## WHAT TO PRODUCE
Whenever a line below mentions the word "cycling", that line should be copied.

Data items
────────────────────

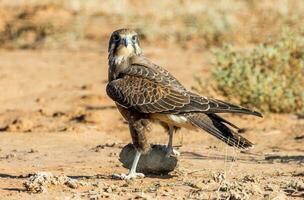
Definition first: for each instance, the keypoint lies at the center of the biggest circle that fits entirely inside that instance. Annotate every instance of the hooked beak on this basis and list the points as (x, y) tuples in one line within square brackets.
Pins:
[(125, 41)]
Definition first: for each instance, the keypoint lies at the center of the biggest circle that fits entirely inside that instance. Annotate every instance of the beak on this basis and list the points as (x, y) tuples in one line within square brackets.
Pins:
[(125, 41)]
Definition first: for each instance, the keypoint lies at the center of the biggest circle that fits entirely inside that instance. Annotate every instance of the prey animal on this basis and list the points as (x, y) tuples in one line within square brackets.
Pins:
[(145, 92)]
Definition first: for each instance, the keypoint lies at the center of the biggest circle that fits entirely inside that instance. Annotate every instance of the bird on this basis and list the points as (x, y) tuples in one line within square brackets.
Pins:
[(146, 93)]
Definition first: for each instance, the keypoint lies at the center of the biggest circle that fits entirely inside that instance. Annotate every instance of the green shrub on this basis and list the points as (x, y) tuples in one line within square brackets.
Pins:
[(270, 77)]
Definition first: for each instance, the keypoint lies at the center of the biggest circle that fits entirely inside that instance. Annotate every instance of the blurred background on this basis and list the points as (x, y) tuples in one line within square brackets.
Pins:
[(257, 45), (53, 74)]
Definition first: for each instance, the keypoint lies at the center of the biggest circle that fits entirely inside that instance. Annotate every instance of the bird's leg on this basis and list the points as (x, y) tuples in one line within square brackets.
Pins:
[(132, 172), (137, 130), (170, 150)]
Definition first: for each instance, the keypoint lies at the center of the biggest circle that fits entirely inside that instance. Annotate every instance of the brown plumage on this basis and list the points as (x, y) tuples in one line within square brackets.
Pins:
[(145, 92)]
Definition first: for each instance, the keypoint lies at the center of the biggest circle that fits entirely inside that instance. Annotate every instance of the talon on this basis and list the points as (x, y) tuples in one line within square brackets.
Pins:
[(129, 176), (172, 152)]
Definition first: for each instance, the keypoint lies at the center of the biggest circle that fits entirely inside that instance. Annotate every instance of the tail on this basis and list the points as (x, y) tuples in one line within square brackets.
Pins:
[(215, 125)]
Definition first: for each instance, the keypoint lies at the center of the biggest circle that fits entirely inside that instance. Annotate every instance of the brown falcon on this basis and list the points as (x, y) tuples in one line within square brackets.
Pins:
[(145, 92)]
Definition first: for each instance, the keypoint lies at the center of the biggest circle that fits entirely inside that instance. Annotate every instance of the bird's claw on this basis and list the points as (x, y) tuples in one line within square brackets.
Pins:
[(172, 152), (129, 176)]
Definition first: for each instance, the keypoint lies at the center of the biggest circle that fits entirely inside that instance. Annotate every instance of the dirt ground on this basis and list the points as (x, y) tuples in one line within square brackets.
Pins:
[(55, 117)]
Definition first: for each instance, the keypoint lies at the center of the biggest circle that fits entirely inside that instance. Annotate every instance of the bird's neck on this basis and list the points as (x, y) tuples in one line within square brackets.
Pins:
[(117, 63)]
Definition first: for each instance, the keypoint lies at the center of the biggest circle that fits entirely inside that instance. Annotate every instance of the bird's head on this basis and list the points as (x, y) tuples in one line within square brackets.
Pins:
[(123, 43)]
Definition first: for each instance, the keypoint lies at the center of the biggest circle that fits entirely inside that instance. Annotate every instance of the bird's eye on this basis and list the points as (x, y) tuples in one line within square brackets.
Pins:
[(134, 37), (116, 38)]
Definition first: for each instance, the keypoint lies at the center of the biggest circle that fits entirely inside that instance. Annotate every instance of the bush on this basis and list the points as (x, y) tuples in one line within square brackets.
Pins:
[(270, 77)]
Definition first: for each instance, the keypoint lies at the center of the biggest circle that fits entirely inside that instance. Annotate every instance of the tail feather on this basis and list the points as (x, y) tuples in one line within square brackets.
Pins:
[(214, 125)]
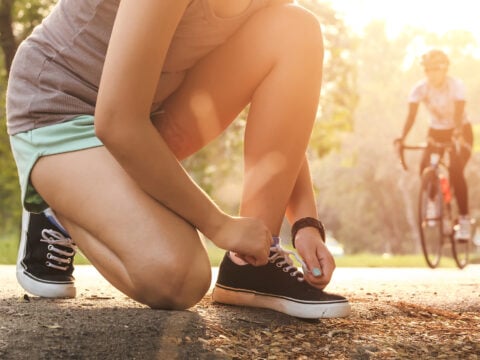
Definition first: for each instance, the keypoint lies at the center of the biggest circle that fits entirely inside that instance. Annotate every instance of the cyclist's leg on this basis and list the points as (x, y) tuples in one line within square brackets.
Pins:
[(457, 166)]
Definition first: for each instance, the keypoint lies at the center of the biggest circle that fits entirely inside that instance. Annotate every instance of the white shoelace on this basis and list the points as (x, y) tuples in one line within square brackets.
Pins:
[(283, 255), (54, 238)]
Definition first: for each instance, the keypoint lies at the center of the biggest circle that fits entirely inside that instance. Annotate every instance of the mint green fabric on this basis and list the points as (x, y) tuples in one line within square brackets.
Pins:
[(28, 147)]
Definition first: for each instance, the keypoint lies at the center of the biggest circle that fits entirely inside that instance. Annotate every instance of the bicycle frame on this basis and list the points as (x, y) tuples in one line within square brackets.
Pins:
[(435, 179)]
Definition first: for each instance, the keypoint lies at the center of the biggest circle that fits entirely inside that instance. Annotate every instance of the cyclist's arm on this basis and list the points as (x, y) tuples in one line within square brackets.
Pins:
[(409, 121), (458, 115)]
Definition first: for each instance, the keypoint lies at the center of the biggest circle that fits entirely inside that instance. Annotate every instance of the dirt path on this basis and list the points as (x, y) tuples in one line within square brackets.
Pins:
[(397, 314)]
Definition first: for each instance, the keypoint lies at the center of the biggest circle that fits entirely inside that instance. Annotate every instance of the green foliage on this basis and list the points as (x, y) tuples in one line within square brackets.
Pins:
[(365, 197), (25, 16), (339, 97)]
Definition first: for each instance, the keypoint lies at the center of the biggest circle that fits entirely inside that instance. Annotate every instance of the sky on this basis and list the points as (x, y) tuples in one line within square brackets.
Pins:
[(436, 16)]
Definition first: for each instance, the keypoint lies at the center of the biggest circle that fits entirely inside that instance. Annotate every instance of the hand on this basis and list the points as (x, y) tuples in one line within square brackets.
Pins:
[(398, 142), (314, 252), (248, 237)]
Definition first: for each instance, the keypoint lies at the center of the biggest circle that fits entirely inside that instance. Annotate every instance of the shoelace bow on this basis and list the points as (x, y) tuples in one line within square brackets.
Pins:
[(281, 258), (53, 239)]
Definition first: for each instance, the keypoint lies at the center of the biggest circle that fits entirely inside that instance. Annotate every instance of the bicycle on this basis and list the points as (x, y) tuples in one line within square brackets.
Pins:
[(437, 213)]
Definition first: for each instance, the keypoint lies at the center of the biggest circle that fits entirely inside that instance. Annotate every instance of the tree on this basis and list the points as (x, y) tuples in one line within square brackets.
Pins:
[(368, 201)]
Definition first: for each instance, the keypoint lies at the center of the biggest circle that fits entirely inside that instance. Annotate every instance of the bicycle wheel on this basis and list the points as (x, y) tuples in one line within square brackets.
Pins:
[(430, 215)]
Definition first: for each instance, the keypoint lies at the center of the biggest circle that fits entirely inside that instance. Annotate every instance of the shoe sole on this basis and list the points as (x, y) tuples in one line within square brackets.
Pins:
[(34, 285), (43, 288), (305, 310)]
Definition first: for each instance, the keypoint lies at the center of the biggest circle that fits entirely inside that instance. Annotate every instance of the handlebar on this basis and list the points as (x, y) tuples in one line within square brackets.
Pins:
[(400, 147)]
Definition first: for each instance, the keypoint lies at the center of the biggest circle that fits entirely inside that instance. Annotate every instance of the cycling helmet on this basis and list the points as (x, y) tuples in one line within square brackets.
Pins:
[(435, 58)]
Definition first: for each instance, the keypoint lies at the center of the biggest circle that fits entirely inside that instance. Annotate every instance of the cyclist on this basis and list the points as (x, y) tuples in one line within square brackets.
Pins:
[(444, 98)]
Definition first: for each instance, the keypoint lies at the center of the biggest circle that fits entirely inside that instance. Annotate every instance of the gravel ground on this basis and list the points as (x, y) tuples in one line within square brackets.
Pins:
[(396, 314)]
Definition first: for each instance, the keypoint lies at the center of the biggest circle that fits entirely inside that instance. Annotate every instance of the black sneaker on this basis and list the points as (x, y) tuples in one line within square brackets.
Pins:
[(45, 257), (278, 286)]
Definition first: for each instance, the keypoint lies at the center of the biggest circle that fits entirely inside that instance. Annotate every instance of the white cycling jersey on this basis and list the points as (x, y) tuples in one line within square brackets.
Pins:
[(440, 102)]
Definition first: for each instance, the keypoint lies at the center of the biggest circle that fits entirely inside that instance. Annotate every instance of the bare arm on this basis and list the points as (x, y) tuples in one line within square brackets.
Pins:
[(145, 28), (458, 115), (308, 240), (409, 121)]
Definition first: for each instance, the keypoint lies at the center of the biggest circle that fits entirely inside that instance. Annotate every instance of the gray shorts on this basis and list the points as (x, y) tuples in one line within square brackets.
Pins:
[(28, 147)]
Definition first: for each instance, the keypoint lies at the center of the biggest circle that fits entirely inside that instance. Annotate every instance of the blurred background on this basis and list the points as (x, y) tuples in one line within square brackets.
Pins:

────────────────────

## REPLY TO THE TASK
Definition first: for each instance, the keypoint lies at the center of the biggest circle that fits entirely inside that instance. Annotate every instance of the cycling helmet on this basis and list the points as (x, y) tuples in one line within square brackets.
Definition first: for each instance, the keypoint lies at the center of the biggest circle that fits entirely inside that instance. Annotate every instance of the white cycling jersey on this basis and list the points as (x, y) tuples in one line within square brackets.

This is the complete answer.